──────── SOURCE INFORMATION

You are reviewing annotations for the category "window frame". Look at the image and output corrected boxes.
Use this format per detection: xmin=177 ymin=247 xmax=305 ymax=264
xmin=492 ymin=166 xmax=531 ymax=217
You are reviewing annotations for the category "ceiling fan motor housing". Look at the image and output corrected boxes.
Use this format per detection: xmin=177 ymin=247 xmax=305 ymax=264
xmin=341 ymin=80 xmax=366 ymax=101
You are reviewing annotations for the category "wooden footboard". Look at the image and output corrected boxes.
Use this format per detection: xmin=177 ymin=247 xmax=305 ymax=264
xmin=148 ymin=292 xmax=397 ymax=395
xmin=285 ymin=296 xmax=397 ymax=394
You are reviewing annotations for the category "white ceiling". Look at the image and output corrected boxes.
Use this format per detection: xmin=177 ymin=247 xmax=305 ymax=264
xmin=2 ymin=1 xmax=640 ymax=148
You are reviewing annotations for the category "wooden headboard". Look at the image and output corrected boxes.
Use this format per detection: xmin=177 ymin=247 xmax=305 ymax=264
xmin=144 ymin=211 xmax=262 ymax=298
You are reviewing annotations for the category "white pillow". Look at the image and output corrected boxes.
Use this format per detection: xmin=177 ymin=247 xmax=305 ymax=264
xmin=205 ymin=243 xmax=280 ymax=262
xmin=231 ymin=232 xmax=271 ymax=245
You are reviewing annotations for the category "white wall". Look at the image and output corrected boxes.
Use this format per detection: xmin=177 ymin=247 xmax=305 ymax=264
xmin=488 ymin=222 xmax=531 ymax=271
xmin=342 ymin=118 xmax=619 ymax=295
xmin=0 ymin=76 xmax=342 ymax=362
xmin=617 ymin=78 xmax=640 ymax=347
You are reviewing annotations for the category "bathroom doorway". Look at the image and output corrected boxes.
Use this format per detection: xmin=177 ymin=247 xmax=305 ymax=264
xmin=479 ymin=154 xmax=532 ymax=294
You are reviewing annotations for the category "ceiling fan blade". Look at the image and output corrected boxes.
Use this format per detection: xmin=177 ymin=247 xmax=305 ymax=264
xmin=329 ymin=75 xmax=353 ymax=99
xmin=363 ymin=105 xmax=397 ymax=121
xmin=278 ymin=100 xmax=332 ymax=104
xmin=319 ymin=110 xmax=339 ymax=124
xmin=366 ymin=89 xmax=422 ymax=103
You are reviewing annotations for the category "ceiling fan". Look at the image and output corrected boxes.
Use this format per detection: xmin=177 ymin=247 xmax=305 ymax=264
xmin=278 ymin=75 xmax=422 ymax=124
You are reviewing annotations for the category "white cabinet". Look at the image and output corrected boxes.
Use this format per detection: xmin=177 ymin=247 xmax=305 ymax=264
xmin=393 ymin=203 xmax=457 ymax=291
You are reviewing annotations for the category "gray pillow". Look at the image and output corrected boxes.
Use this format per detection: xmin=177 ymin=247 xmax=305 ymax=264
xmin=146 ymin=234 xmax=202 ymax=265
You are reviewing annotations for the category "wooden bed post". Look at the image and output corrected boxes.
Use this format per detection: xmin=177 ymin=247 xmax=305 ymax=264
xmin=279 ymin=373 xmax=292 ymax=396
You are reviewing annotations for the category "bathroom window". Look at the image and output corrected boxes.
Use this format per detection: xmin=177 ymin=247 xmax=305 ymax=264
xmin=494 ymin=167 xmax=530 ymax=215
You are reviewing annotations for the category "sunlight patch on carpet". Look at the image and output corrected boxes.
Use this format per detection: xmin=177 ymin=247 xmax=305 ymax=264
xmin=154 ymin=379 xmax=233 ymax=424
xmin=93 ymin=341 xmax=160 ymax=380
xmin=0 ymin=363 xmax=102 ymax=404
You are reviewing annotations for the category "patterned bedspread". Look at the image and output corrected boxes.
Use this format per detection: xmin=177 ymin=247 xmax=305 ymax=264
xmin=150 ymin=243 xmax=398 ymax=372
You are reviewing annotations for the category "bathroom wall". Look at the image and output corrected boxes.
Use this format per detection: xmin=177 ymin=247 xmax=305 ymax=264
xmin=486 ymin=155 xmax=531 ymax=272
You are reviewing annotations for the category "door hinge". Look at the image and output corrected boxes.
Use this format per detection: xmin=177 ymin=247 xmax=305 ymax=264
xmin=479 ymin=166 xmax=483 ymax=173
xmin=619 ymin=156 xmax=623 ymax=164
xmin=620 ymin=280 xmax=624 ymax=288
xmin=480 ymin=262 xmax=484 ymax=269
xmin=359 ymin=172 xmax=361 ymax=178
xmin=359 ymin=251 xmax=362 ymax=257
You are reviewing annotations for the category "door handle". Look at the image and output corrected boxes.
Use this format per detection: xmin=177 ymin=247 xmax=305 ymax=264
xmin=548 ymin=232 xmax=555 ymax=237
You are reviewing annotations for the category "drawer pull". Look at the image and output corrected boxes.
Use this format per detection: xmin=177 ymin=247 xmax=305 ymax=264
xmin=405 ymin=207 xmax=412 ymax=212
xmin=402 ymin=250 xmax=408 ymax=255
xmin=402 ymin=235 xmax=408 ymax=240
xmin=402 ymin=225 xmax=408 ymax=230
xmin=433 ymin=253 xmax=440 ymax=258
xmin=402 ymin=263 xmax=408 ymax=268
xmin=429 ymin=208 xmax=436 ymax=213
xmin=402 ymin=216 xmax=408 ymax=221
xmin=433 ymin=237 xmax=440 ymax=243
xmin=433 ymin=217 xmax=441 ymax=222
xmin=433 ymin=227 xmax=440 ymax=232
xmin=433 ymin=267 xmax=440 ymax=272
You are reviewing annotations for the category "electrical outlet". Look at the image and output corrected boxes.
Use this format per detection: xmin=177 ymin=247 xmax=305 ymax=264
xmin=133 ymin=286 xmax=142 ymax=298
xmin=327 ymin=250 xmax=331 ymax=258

────────────────

> _ASSIGNMENT_:
Using the same words as the original, repeat the records above.

> _RESULT OF THE EXERCISE_:
You are reviewing annotations for the category "window frame". Look at the image and output corrected boxes.
Use this format per detection: xmin=177 ymin=247 xmax=305 ymax=264
xmin=492 ymin=166 xmax=531 ymax=217
You are reviewing annotations for the category "ceiling fan motor housing". Look at the image and output corrected boxes.
Use this format per detection: xmin=177 ymin=247 xmax=305 ymax=264
xmin=341 ymin=80 xmax=366 ymax=101
You are reviewing annotations for the category "wooden footboard". Look at the image and output corrected boxes.
Use this format per detection: xmin=177 ymin=247 xmax=305 ymax=264
xmin=148 ymin=292 xmax=397 ymax=395
xmin=285 ymin=296 xmax=397 ymax=394
You are reviewing annotations for the category "white ceiling". Look at the image and output corrected boxes.
Use this format per detection: xmin=177 ymin=247 xmax=305 ymax=264
xmin=2 ymin=1 xmax=640 ymax=148
You are reviewing annotations for the category "wooden headboard". Look at the image and output corrected boxes.
Use this format per detection: xmin=177 ymin=247 xmax=305 ymax=264
xmin=144 ymin=211 xmax=262 ymax=298
You are reviewing annotations for the category "white pillow". Look at the image and output corrected boxes.
Use this format per detection: xmin=177 ymin=247 xmax=305 ymax=264
xmin=205 ymin=243 xmax=280 ymax=262
xmin=231 ymin=232 xmax=271 ymax=245
You are reviewing annotations for the category "white wall". Look at the image and output corrected boxes.
Use this format per detection: xmin=177 ymin=247 xmax=305 ymax=264
xmin=488 ymin=222 xmax=531 ymax=271
xmin=342 ymin=118 xmax=619 ymax=295
xmin=0 ymin=76 xmax=342 ymax=362
xmin=617 ymin=78 xmax=640 ymax=347
You are reviewing annotations for the category "bathroom doorway". Look at the image and output corrected boxes.
Use this format per detection: xmin=177 ymin=247 xmax=305 ymax=264
xmin=479 ymin=154 xmax=532 ymax=294
You are reviewing annotations for the category "ceiling fan blade". Look at the image and output corrected boxes.
Use this format per detection: xmin=177 ymin=247 xmax=305 ymax=264
xmin=329 ymin=75 xmax=353 ymax=99
xmin=363 ymin=105 xmax=397 ymax=121
xmin=278 ymin=100 xmax=332 ymax=104
xmin=319 ymin=110 xmax=339 ymax=124
xmin=366 ymin=89 xmax=422 ymax=103
You are reviewing annotations for the category "ceiling fan". Look at the image and output corrected boxes.
Use this format per detection: xmin=177 ymin=247 xmax=305 ymax=264
xmin=278 ymin=75 xmax=422 ymax=124
You are reviewing annotations for the category "white cabinet". Look at the image and output corrected boxes.
Use this format per detection: xmin=177 ymin=247 xmax=305 ymax=264
xmin=393 ymin=203 xmax=457 ymax=291
You are reviewing annotations for the category "gray pillow". Look at the image and output corrected boxes.
Use this format per detection: xmin=177 ymin=247 xmax=305 ymax=264
xmin=146 ymin=234 xmax=202 ymax=265
You are reviewing annotations for the category "wooden bed post". Look at the image and output corrected boxes.
Use this format per detection: xmin=177 ymin=247 xmax=305 ymax=264
xmin=279 ymin=373 xmax=292 ymax=396
You are reviewing annotations for the category "bathroom window". Look at the image and output corrected boxes.
Use this format per detection: xmin=177 ymin=247 xmax=305 ymax=264
xmin=494 ymin=167 xmax=530 ymax=215
You are reviewing annotations for the category "sunlight patch on carpet". Look at the image and output corrected boxes.
Use this format per detection: xmin=177 ymin=247 xmax=305 ymax=264
xmin=154 ymin=379 xmax=233 ymax=424
xmin=93 ymin=341 xmax=160 ymax=380
xmin=0 ymin=363 xmax=102 ymax=404
You are reviewing annotations for the category "patterned bedspread". Look at the image and output corrected boxes.
Use this format per detection: xmin=177 ymin=247 xmax=305 ymax=264
xmin=150 ymin=243 xmax=398 ymax=372
You are reviewing annotations for the category "bathroom wall". Look at the image and output corrected boxes.
Use this format per detection: xmin=177 ymin=247 xmax=305 ymax=264
xmin=486 ymin=155 xmax=531 ymax=272
You are reviewing annotations for the category "door hinge". Look at the image and output corrected boxes.
Use this format per detection: xmin=177 ymin=247 xmax=305 ymax=264
xmin=479 ymin=166 xmax=483 ymax=173
xmin=619 ymin=156 xmax=623 ymax=164
xmin=620 ymin=280 xmax=624 ymax=288
xmin=480 ymin=262 xmax=484 ymax=269
xmin=359 ymin=172 xmax=361 ymax=178
xmin=359 ymin=251 xmax=362 ymax=257
You are reviewing annotations for the category "door handle". Look at the image and output corrected boxes.
Use this format per detection: xmin=177 ymin=247 xmax=305 ymax=264
xmin=548 ymin=232 xmax=555 ymax=237
You are reviewing annotations for the category "drawer pull". Look at the image and output corrected boxes.
Use this format per detection: xmin=177 ymin=247 xmax=305 ymax=264
xmin=405 ymin=207 xmax=412 ymax=212
xmin=402 ymin=250 xmax=408 ymax=255
xmin=402 ymin=235 xmax=408 ymax=240
xmin=402 ymin=225 xmax=408 ymax=230
xmin=433 ymin=253 xmax=440 ymax=258
xmin=402 ymin=263 xmax=408 ymax=268
xmin=429 ymin=208 xmax=436 ymax=213
xmin=402 ymin=216 xmax=408 ymax=221
xmin=433 ymin=237 xmax=440 ymax=243
xmin=433 ymin=217 xmax=441 ymax=222
xmin=433 ymin=227 xmax=440 ymax=232
xmin=433 ymin=267 xmax=440 ymax=272
You are reviewing annotations for the category "electrical outlet". Look at the image and output corrected boxes.
Use this format per detection: xmin=177 ymin=247 xmax=305 ymax=264
xmin=133 ymin=286 xmax=142 ymax=298
xmin=327 ymin=250 xmax=331 ymax=258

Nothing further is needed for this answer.